[RAW DATA start]

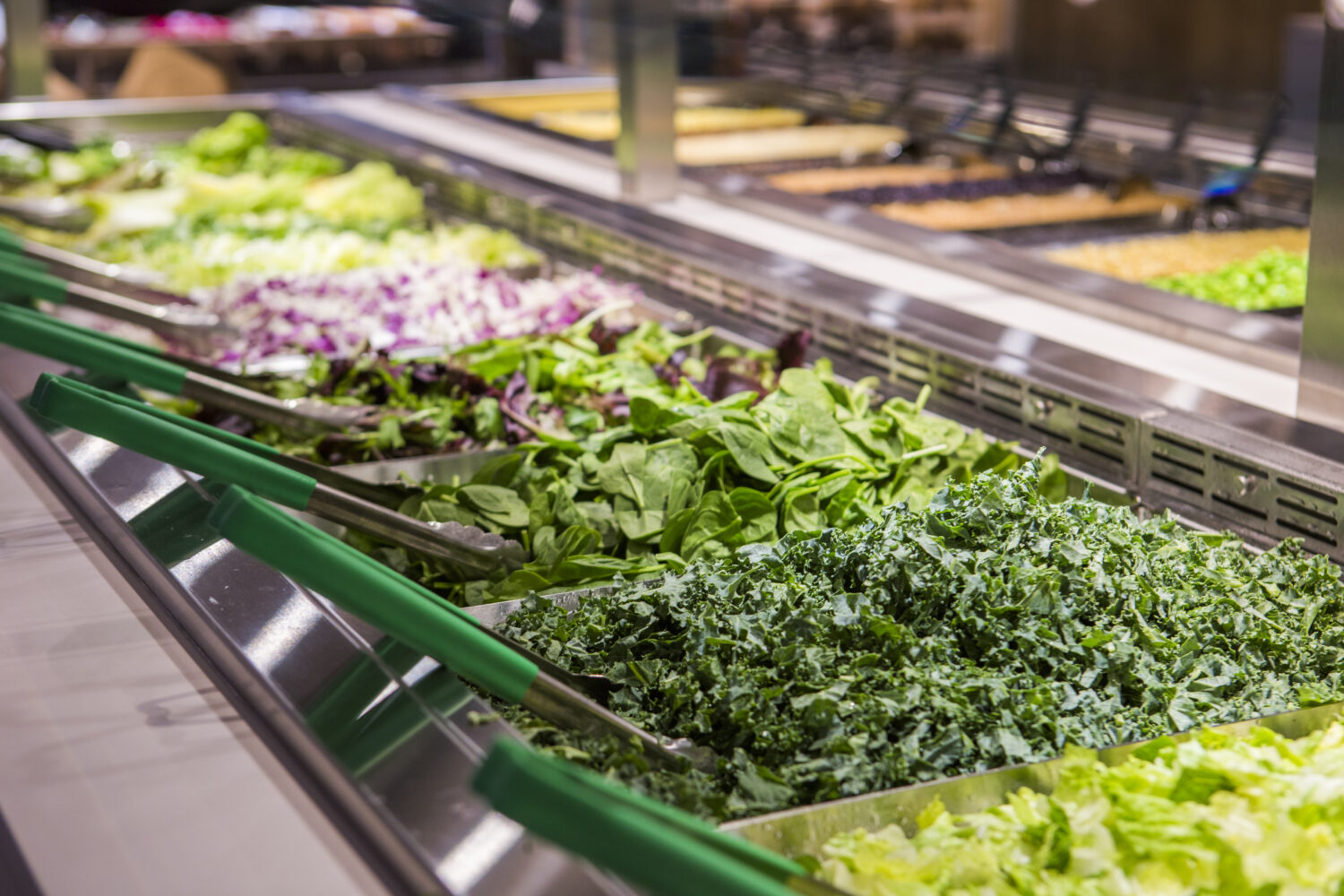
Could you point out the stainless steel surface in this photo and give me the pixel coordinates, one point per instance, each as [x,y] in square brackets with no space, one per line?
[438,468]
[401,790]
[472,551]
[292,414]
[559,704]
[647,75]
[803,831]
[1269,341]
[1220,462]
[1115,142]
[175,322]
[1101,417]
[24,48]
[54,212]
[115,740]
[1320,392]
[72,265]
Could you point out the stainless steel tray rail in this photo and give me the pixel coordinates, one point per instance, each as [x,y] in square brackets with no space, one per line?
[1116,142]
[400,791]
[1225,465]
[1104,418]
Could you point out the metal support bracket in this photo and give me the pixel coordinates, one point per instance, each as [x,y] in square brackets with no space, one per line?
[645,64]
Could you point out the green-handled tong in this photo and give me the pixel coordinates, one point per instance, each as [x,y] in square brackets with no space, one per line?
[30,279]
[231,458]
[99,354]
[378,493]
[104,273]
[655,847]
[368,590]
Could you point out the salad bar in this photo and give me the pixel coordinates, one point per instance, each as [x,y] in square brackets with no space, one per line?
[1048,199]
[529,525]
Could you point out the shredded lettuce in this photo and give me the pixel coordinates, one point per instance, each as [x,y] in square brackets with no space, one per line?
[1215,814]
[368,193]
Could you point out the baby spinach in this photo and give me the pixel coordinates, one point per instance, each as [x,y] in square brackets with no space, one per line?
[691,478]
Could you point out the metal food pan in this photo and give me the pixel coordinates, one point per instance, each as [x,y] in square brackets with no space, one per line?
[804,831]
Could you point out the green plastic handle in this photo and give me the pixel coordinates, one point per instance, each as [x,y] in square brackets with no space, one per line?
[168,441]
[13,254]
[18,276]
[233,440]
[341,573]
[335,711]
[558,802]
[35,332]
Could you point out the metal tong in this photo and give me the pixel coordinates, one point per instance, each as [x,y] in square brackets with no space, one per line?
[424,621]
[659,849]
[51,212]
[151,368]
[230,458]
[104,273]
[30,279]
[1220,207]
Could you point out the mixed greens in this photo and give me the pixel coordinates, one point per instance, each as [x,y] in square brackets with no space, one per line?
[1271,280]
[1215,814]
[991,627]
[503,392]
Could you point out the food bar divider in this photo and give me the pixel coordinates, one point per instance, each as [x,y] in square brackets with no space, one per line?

[RAW DATA end]

## WHAT THIS TASK INVOLVES
Pictures stay out; repeat all the rest of the records exactly.

## EXERCISE OUTPUT
Could you point out the stainless steel surface in this photo and give me the pixel coordinates, one point per instance, each as [x,y] in square brackets with no space, one per line?
[438,468]
[401,790]
[472,551]
[292,414]
[559,704]
[647,75]
[803,831]
[1269,341]
[1220,462]
[1115,142]
[175,322]
[1101,417]
[24,48]
[54,212]
[115,740]
[1320,392]
[72,265]
Could you point out the stainless steel tray rail in this photo and give me the pixel coordinates, one point per instance, each as [x,y] in square brackets with no space, one per line?
[1116,142]
[400,791]
[1225,465]
[1104,418]
Could you point out the metal support bracket in this photo and give me the pixel coordinates, one point per instance, each as [x,y] in square brackets with no space, one per line?
[645,64]
Could you point out the green-handled tong in this photo and give me the pixel coordinates, one point per instance, each as [x,y] in square brackets with no space, one per line?
[30,279]
[231,458]
[99,354]
[378,493]
[104,273]
[655,847]
[368,590]
Could you point out the salad bar in this photo and give me the pixel coordinates, one point per instance, each as [x,y] in square brackets with no space, one per line?
[1048,199]
[529,525]
Could you point out the shredded lettuce in this photo and give me the pixel coordinates, one point per instance, each as [x,y] in square brackets with no space, one per line?
[1215,814]
[368,193]
Could you point out the baby spinach in this photo and give me the pixel coordinates, one point per instance, each as [x,y] in square brackets with no space, one per line?
[691,478]
Could you point out the metal food pan in this photo and give me the pixel coordinates, one point per instance, each as [x,y] in square brackets with no space, one per line?
[804,831]
Could you point out the green plastic handle in this photo and give me the pixel coordinates, one point per instance, each as [x,y] in square brackets with no space, one per line?
[168,441]
[13,254]
[18,276]
[233,440]
[341,573]
[335,711]
[558,802]
[35,332]
Could you point out the metal tong in this photo and give me the pixel coordinates, one point per instance, each as [x,y] in square brackets with no space, one per line?
[424,621]
[659,849]
[51,212]
[151,368]
[230,458]
[104,273]
[30,279]
[1220,207]
Could you point out the mixed greens in this photo and give me the pixel coordinates, one point per instance, each as [x,y] in square brackets with no space, one per line?
[1271,280]
[1215,814]
[991,627]
[503,392]
Could you point out the food bar divider in this photo and give me the pixel coordinates, one point per instance, each as [x,y] in square brackets with no space, one per line?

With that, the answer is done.